Stored data entries:
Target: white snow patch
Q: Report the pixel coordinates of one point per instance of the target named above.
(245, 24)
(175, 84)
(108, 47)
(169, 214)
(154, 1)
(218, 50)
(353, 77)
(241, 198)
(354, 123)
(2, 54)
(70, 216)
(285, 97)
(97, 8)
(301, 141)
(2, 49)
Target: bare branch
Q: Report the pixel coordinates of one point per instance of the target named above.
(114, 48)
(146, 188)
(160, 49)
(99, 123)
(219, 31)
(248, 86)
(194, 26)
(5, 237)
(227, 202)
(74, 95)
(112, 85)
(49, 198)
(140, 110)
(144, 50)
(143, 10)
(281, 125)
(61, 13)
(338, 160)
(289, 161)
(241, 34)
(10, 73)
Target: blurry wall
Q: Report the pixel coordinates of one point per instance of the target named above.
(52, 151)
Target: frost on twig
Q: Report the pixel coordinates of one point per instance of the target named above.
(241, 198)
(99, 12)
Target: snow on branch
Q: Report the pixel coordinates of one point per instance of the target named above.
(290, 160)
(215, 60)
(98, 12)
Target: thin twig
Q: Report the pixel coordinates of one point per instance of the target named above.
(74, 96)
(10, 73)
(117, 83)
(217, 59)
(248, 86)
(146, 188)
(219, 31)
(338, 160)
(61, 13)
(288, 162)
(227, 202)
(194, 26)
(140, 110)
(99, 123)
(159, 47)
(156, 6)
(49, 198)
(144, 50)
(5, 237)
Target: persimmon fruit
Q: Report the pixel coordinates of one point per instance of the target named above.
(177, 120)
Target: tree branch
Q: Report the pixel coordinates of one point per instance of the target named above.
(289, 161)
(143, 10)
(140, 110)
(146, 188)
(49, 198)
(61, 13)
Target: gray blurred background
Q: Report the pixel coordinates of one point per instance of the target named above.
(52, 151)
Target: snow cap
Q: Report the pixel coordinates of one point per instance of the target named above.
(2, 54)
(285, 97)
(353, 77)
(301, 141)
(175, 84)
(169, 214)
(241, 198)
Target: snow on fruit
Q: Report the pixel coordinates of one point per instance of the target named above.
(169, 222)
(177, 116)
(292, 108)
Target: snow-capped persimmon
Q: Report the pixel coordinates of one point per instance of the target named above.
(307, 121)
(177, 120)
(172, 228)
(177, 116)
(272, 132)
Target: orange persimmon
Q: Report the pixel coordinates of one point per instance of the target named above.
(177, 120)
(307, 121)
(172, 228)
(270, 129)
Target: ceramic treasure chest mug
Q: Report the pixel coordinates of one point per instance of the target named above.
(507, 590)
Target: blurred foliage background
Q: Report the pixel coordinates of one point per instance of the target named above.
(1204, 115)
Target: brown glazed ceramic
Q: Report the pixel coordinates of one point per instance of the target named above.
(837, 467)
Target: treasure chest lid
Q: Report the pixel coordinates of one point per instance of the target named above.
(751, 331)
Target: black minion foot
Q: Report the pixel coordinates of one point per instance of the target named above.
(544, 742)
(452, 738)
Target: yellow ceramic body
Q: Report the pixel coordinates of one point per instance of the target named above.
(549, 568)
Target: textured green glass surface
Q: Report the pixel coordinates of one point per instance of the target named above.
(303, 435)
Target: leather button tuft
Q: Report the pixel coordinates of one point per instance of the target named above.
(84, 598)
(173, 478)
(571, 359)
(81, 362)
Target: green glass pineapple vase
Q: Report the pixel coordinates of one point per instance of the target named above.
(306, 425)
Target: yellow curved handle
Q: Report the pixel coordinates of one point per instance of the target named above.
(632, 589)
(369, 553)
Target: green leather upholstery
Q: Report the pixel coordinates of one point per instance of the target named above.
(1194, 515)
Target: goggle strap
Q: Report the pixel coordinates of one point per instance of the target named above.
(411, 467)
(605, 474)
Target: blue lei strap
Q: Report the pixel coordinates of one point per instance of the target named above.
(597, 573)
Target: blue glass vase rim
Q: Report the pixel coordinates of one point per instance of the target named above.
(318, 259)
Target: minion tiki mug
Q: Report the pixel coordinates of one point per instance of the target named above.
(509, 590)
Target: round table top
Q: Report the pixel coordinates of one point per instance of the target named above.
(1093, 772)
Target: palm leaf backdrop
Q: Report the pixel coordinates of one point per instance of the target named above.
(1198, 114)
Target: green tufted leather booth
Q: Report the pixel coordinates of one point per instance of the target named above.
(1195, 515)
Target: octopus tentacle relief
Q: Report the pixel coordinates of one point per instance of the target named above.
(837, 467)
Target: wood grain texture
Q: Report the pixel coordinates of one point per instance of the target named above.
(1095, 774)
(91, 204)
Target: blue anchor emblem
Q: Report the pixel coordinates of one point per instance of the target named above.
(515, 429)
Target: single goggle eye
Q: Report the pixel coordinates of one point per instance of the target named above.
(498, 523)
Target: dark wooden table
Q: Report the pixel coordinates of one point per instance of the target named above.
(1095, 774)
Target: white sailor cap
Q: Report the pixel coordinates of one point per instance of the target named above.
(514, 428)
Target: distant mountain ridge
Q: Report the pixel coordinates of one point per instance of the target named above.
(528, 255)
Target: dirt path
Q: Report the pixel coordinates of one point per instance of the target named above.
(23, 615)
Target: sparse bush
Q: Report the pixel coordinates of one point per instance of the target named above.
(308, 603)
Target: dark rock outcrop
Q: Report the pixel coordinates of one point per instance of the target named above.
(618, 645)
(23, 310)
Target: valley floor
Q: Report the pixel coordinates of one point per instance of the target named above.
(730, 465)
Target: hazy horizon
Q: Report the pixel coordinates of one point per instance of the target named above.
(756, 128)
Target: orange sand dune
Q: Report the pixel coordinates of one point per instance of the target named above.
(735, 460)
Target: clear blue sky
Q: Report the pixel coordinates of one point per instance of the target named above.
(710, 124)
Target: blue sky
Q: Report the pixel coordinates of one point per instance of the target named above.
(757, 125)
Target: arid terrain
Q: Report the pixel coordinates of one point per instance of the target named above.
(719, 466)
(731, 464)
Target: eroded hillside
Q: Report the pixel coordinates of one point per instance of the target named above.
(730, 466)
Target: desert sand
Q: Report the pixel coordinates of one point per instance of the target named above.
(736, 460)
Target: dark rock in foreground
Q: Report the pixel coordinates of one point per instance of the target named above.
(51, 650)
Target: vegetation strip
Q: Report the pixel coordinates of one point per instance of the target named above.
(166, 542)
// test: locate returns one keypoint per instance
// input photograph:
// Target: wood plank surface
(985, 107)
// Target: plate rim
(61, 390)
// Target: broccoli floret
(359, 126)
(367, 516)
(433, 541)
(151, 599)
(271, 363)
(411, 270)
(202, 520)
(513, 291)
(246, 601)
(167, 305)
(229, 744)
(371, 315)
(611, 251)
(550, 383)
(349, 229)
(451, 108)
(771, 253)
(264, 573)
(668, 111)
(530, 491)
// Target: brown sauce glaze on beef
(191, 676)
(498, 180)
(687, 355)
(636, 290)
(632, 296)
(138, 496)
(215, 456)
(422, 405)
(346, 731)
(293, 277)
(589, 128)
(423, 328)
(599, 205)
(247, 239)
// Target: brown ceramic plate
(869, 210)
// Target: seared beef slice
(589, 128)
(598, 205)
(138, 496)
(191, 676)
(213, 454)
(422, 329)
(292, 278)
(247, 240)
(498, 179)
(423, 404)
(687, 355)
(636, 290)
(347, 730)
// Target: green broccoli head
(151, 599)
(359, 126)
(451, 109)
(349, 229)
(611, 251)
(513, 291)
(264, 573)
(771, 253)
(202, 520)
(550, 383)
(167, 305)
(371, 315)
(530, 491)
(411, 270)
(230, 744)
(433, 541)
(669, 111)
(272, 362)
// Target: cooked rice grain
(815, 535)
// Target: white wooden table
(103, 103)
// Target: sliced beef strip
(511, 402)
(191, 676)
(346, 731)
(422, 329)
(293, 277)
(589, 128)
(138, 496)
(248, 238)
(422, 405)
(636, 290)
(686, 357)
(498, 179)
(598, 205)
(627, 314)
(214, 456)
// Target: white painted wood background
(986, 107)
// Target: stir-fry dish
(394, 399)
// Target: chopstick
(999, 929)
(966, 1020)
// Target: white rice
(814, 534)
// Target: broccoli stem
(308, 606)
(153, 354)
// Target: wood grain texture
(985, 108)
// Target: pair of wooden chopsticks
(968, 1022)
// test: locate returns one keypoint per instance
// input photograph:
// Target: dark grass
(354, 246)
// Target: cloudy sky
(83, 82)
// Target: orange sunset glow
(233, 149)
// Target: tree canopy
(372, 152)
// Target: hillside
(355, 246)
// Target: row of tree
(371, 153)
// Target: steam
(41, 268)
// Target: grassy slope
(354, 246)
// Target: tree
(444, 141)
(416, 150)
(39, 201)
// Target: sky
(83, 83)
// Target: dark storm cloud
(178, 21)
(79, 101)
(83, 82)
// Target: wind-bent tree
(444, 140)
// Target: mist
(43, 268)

● **What to produce**:
The reply is to be one number, the count of lines in the records above that contain "snow".

● **Response for this exercise**:
5